Write out the data below in full. Keep it exact.

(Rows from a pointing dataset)
================
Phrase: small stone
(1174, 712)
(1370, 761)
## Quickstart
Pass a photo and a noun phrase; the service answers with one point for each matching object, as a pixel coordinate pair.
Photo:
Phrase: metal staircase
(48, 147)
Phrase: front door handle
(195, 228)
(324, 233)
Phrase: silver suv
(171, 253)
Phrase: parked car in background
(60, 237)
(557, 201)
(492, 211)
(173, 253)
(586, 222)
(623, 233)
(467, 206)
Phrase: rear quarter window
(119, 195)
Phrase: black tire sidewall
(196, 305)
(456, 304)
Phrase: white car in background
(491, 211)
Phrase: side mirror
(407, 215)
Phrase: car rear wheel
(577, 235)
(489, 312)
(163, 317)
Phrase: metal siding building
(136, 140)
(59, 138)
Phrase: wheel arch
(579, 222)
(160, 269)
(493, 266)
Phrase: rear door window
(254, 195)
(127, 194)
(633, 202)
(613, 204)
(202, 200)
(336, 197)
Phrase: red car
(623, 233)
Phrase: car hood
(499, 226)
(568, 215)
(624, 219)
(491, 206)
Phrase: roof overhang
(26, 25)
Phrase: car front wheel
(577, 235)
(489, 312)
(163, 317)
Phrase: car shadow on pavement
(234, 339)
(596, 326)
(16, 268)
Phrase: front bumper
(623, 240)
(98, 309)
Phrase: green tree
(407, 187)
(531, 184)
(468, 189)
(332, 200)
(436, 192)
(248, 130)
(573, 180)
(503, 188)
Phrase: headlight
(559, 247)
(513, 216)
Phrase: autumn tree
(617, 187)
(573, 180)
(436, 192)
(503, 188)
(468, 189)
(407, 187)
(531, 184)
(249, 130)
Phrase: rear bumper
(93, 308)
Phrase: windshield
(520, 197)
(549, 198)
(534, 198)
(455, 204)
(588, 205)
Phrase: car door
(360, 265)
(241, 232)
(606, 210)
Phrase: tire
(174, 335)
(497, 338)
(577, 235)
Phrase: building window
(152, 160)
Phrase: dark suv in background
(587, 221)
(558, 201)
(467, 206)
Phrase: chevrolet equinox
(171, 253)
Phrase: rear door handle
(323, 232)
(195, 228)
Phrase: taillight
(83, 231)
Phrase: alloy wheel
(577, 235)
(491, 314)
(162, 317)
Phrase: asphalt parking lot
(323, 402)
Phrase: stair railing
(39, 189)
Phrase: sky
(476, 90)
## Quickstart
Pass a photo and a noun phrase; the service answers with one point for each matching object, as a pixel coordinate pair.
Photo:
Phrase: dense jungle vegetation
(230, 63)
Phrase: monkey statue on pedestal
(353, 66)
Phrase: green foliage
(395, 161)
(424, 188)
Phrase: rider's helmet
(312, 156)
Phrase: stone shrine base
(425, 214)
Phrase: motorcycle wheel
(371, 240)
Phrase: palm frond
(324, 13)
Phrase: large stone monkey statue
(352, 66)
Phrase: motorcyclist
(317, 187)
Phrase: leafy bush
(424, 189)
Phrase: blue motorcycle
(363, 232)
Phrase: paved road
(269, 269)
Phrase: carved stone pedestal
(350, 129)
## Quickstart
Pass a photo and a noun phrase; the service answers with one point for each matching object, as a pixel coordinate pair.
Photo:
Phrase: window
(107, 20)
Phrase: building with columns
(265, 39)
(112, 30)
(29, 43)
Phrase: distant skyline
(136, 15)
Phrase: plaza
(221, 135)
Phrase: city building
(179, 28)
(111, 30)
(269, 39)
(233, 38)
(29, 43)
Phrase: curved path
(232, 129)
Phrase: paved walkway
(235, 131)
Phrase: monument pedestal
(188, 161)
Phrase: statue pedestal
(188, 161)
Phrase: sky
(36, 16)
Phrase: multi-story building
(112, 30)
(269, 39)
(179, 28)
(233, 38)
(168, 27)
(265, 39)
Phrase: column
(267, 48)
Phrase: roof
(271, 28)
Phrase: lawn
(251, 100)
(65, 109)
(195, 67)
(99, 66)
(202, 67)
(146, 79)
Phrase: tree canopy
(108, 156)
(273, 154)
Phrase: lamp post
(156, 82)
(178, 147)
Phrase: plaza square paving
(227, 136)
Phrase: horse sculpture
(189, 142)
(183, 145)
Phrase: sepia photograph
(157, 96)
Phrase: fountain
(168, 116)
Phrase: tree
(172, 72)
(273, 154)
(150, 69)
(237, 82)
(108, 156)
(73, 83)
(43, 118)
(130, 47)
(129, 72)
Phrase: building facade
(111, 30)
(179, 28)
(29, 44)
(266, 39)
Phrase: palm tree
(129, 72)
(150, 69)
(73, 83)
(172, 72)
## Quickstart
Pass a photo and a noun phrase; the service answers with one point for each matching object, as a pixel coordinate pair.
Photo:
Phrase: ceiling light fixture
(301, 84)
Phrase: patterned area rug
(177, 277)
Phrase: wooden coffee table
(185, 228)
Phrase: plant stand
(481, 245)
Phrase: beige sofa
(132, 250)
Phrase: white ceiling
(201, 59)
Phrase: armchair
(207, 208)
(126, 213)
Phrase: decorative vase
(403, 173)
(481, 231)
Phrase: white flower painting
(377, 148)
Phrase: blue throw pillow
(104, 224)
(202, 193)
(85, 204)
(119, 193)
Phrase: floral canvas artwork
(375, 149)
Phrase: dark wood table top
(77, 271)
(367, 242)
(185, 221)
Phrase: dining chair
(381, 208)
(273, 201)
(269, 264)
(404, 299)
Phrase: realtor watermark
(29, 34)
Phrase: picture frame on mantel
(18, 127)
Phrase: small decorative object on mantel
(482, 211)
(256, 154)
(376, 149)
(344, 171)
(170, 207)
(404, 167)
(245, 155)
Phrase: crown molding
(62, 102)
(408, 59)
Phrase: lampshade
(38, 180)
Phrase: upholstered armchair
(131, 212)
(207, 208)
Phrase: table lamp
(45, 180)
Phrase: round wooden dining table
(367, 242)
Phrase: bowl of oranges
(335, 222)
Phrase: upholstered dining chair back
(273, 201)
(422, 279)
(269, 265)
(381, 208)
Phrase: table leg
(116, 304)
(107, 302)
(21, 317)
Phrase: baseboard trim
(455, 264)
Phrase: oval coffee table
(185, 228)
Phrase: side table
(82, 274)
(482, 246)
================
Complete answer:
Phrase: small stone
(1174, 712)
(1370, 761)
## Quickstart
Pass a photo and a noun phrase; the service answers with one point for each matching object, as a pixel coordinate pair.
Photo:
Phrase: metal staircase
(48, 147)
Phrase: front door handle
(195, 228)
(324, 233)
Phrase: silver suv
(171, 253)
Phrase: parked car in background
(60, 237)
(557, 201)
(492, 211)
(173, 253)
(586, 222)
(623, 233)
(467, 206)
Phrase: rear quarter window
(119, 195)
Phrase: black tire sidewall
(196, 305)
(456, 304)
Phrase: white car in background
(491, 211)
Phrase: side mirror
(407, 215)
Phrase: car rear wheel
(577, 235)
(489, 312)
(163, 317)
Phrase: metal siding building
(136, 140)
(59, 138)
Phrase: wheel arch
(579, 222)
(160, 269)
(493, 266)
Phrase: rear door window
(254, 195)
(127, 194)
(633, 202)
(613, 204)
(202, 200)
(336, 197)
Phrase: red car
(623, 233)
Phrase: car hood
(499, 226)
(568, 215)
(624, 219)
(491, 206)
Phrase: roof overhang
(26, 25)
Phrase: car front wheel
(577, 235)
(489, 312)
(163, 317)
Phrase: car shadow on pavement
(234, 339)
(596, 326)
(16, 268)
Phrase: front bumper
(623, 240)
(98, 309)
Phrase: green tree
(407, 187)
(531, 184)
(468, 189)
(332, 200)
(436, 192)
(248, 130)
(573, 180)
(503, 188)
Phrase: headlight
(559, 247)
(513, 216)
Phrase: autumn tree
(617, 187)
(573, 180)
(436, 192)
(503, 188)
(468, 189)
(407, 187)
(531, 184)
(249, 130)
Phrase: rear bumper
(93, 308)
Phrase: windshield
(520, 197)
(549, 198)
(534, 198)
(455, 204)
(588, 205)
Phrase: car door
(360, 265)
(241, 232)
(606, 210)
Phrase: tire
(174, 335)
(497, 338)
(577, 235)
Phrase: building window
(152, 160)
Phrase: dark suv in background
(587, 221)
(558, 201)
(467, 206)
Phrase: chevrolet equinox
(171, 253)
Phrase: rear door handle
(323, 232)
(195, 228)
Phrase: taillight
(83, 231)
Phrase: alloy wheel
(577, 235)
(491, 314)
(162, 317)
Phrase: asphalt parking lot
(323, 402)
Phrase: stair railing
(39, 189)
Phrase: sky
(476, 90)
## Quickstart
Pass a photo and a noun phrase; the service answers with one point for each matching object, as a pixel coordinate pair.
Photo:
Phrase: dense jungle vegetation
(230, 63)
Phrase: monkey statue on pedestal
(353, 66)
Phrase: green foliage
(395, 161)
(424, 188)
Phrase: rider's helmet
(312, 156)
Phrase: stone shrine base
(425, 214)
Phrase: motorcycle wheel
(371, 240)
Phrase: palm frond
(324, 13)
Phrase: large stone monkey statue
(352, 66)
Phrase: motorcyclist
(317, 187)
Phrase: leafy bush
(424, 189)
Phrase: blue motorcycle
(363, 232)
Phrase: paved road
(269, 269)
Phrase: carved stone pedestal
(350, 129)
## Quickstart
Pass a photo and a noun phrase; the service answers with one point for each matching object, as a pixel coordinate pair.
Photo:
Phrase: window
(107, 20)
Phrase: building with columns
(265, 39)
(112, 30)
(29, 43)
Phrase: distant skyline
(136, 15)
Phrase: plaza
(221, 135)
Phrase: city building
(179, 28)
(111, 30)
(269, 39)
(233, 38)
(29, 43)
Phrase: curved path
(232, 129)
Phrase: paved walkway
(235, 131)
Phrase: monument pedestal
(188, 161)
Phrase: statue pedestal
(188, 161)
Phrase: sky
(36, 16)
Phrase: multi-story building
(112, 30)
(269, 39)
(179, 28)
(233, 38)
(168, 27)
(265, 39)
Phrase: column
(267, 48)
Phrase: roof
(271, 28)
Phrase: lawn
(251, 100)
(65, 109)
(195, 67)
(99, 66)
(202, 67)
(146, 79)
Phrase: tree canopy
(108, 156)
(273, 154)
Phrase: lamp post
(156, 82)
(178, 147)
Phrase: plaza square paving
(227, 136)
Phrase: horse sculpture
(189, 142)
(183, 145)
Phrase: sepia photograph
(157, 96)
Phrase: fountain
(168, 116)
Phrase: tree
(172, 72)
(273, 154)
(150, 69)
(237, 82)
(108, 156)
(73, 83)
(43, 118)
(130, 47)
(129, 72)
Phrase: building facade
(111, 30)
(179, 28)
(29, 44)
(266, 39)
Phrase: palm tree
(129, 72)
(150, 69)
(73, 83)
(172, 72)
## Quickstart
Pass a photo and a noun phrase; the service answers with one point for each matching object, as a pixel coordinate pair.
Photo:
Phrase: ceiling light fixture
(301, 84)
Phrase: patterned area rug
(177, 277)
Phrase: wooden coffee table
(185, 228)
Phrase: plant stand
(481, 245)
Phrase: beige sofa
(132, 250)
Phrase: white ceiling
(201, 59)
Phrase: armchair
(207, 208)
(126, 213)
Phrase: decorative vase
(403, 173)
(481, 231)
Phrase: white flower painting
(377, 148)
Phrase: blue throw pillow
(104, 224)
(202, 193)
(85, 204)
(119, 193)
Phrase: floral canvas artwork
(375, 149)
Phrase: dark wood table top
(77, 271)
(367, 242)
(185, 221)
Phrase: dining chair
(381, 208)
(273, 201)
(269, 264)
(404, 299)
Phrase: realtor watermark
(29, 34)
Phrase: picture frame on mantel
(18, 127)
Phrase: small decorative object on mantel
(482, 211)
(256, 154)
(376, 149)
(344, 171)
(170, 207)
(404, 167)
(245, 155)
Phrase: crown molding
(62, 102)
(408, 59)
Phrase: lampshade
(38, 180)
Phrase: upholstered armchair
(131, 212)
(207, 208)
Phrase: table lamp
(45, 180)
Phrase: round wooden dining table
(367, 242)
Phrase: bowl of oranges
(335, 222)
Phrase: upholstered dining chair back
(273, 201)
(422, 279)
(269, 265)
(381, 208)
Phrase: table leg
(116, 304)
(107, 302)
(21, 317)
Phrase: baseboard trim
(455, 264)
Phrase: oval coffee table
(185, 228)
Phrase: side table
(82, 274)
(482, 246)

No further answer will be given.